AUFTRAG.
Schreiben Sie den Artikel über das britische Pilotprojekt zur Vier-Tage-Woche im Anschluss an seinen letzten Satz weiter.

DOKUMENTTEXT.
++++++++++++++++++++
Die Vier-Tage-Woche wird für Ökonominnen und Ökonomen immer interessanter: Wie der britische Guardian berichtet, startet jetzt auch Großbritannien ein weitreichendes Pilotprojekt, um die Auswirkungen einer verkürzten Wochenarbeitszeit zu untersuchen. Mehr als 3.300 Arbeitnehmerinnen und Arbeitnehmer aus insgesamt 70 Unternehmen des Vereinigten Königreichs nehmen von Juni bis Dezember 2022 an dem Experiment teil – angefangen bei der kleinen Frittenbude bis zur Softwarefirma, heißt es in der Tageszeitung. Die Teilnehmenden erhalten binnen dieser Zeit das volle Gehalt.
„Wir werden analysieren, wie Arbeitnehmende auf einen zusätzlichen freien Tag reagieren, und zwar in Bezug auf Stress und Burnout, Arbeits- und Lebenszufriedenheit, Gesundheit, Schlaf, Energieverbrauch, Reisen und viele andere Aspekte des Lebens“, sagte Juliet Schor, Soziologieprofessorin am Boston College und leitende Forscherin des Projekts. Initiatoren sind „4 Day Week Global“, „Denkfabrik Autonomy“ und die „4 Day Week“-Kampagne. Die wissenschaftliche Begleitung übernehmen das Boston College sowie Forscherinnen und Forscher der Universitäten Cambridge und Oxford.
++++++++++++++++++++
DATENAUSZÜGE.
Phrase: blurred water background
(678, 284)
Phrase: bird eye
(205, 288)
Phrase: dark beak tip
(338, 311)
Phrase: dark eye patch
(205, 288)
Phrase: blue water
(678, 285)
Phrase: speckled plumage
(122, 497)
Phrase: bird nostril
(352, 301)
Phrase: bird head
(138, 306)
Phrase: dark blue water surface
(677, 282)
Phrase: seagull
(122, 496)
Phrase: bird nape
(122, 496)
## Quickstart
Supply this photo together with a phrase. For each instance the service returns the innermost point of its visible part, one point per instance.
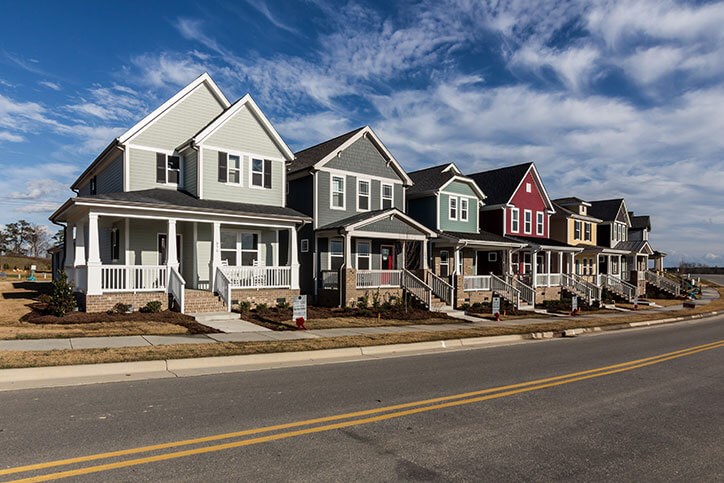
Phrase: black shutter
(267, 173)
(222, 167)
(160, 168)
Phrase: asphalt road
(661, 421)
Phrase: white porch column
(294, 258)
(94, 257)
(215, 252)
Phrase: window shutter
(267, 173)
(160, 168)
(222, 167)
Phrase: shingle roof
(159, 197)
(306, 158)
(500, 184)
(607, 210)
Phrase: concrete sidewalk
(264, 334)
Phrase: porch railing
(476, 282)
(258, 277)
(378, 278)
(222, 286)
(440, 288)
(177, 288)
(133, 278)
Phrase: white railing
(258, 277)
(177, 288)
(662, 282)
(616, 285)
(476, 282)
(378, 278)
(416, 287)
(441, 289)
(133, 278)
(222, 286)
(330, 279)
(505, 290)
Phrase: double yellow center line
(329, 423)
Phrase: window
(168, 169)
(363, 195)
(338, 192)
(463, 209)
(364, 258)
(234, 169)
(336, 253)
(539, 223)
(261, 173)
(387, 196)
(115, 245)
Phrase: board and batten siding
(182, 121)
(212, 189)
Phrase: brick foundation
(106, 302)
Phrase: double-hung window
(387, 196)
(338, 192)
(514, 220)
(363, 195)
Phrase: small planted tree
(62, 300)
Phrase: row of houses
(203, 204)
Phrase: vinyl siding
(182, 121)
(242, 193)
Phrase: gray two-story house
(188, 202)
(361, 241)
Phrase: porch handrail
(416, 287)
(177, 287)
(222, 285)
(134, 278)
(476, 282)
(440, 288)
(621, 287)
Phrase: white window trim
(369, 194)
(450, 207)
(515, 220)
(357, 255)
(382, 195)
(344, 192)
(528, 220)
(540, 222)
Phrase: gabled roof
(430, 180)
(318, 155)
(608, 210)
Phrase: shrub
(62, 299)
(152, 307)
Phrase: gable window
(387, 196)
(463, 209)
(168, 169)
(364, 257)
(363, 195)
(261, 173)
(539, 223)
(338, 192)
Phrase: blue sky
(609, 98)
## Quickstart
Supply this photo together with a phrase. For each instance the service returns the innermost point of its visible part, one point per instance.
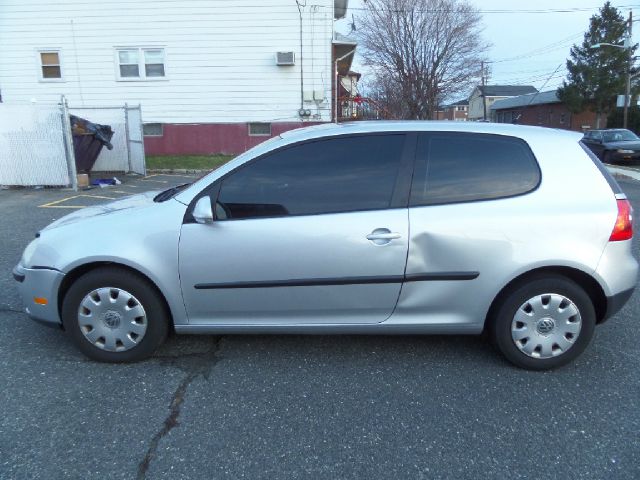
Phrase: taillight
(623, 229)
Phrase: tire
(538, 336)
(115, 315)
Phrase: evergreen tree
(597, 75)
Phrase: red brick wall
(452, 113)
(552, 115)
(206, 139)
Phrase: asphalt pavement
(303, 406)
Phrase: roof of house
(539, 98)
(459, 102)
(506, 90)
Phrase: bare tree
(421, 51)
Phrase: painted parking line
(56, 203)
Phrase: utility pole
(484, 97)
(627, 95)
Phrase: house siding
(219, 57)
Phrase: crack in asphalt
(195, 365)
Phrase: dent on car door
(461, 212)
(312, 234)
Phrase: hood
(127, 203)
(625, 145)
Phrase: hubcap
(546, 326)
(112, 319)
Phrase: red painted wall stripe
(211, 138)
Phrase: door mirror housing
(202, 212)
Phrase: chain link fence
(36, 146)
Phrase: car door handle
(383, 236)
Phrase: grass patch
(194, 162)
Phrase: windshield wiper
(167, 194)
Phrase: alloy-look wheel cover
(546, 326)
(112, 319)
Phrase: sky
(527, 47)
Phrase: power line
(492, 11)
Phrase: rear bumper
(616, 302)
(40, 283)
(624, 157)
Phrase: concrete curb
(176, 170)
(624, 172)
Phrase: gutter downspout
(336, 80)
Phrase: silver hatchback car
(363, 228)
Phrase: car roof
(330, 129)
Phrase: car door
(468, 208)
(313, 233)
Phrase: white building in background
(211, 76)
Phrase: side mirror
(202, 212)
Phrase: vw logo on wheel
(545, 326)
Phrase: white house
(211, 75)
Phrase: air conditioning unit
(285, 58)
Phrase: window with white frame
(50, 66)
(140, 63)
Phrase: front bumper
(42, 284)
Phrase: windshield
(619, 136)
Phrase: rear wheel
(543, 324)
(115, 315)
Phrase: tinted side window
(325, 176)
(462, 167)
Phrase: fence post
(127, 136)
(67, 137)
(141, 127)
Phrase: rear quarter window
(462, 167)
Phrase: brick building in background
(542, 109)
(458, 111)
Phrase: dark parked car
(613, 145)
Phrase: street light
(625, 46)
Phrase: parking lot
(302, 406)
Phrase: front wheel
(115, 315)
(543, 324)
++++++++++++++++++++
ERGEBNIS.
4-Tage-Woche: Das Interesse steigt weltweit
Ähnliche Experimente laufen derzeit in Irland, den USA, Kanada, Australien, Neuseeland und Israel. Auch Spanien hat Untersuchungen angekündigt. Island hat 2021 das bis dato größte Experiment durchgeführt. Das Projekt bestand aus zwei Versuchen zur Untersuchung des Effekts der Arbeitszeitverringerung. Ein Testlauf startete schon 2015, daran nahmen bis zu 2.500 Beschäftigte teil. Am zweiten Teil des Experiments nahmen ab 2017 über 400 Personen teil. Die Ergebnisse der Studien waren durchweg positiv. In der öffentlichen Verwaltung ist die verkürzte Wochenarbeitszeit inzwischen beschlossen.
In dem Experiment haben die Teilnehmenden ihre Wochenarbeitszeit von jeweils 40 auf 36 oder 35 Stunden reduziert. Das Gehalt blieb gleich, die Produktivität und die erbrachte Leistung sollen ebenfalls gleich geblieben sein oder sich sogar noch verbessert haben. Um das zu erreichen, waren im Rahmen des Projekts auch Arbeitsroutinen überarbeitet worden. In der Regel geht der Vier-Tage-Woche eine Modernisierung der Prozesse voraus. So wurden Meetings verkürzt oder durch E-Mails ersetzt. Zudem haben die Forscherinnen und Forscher nach Aufgaben gesucht, die sich streichen ließen.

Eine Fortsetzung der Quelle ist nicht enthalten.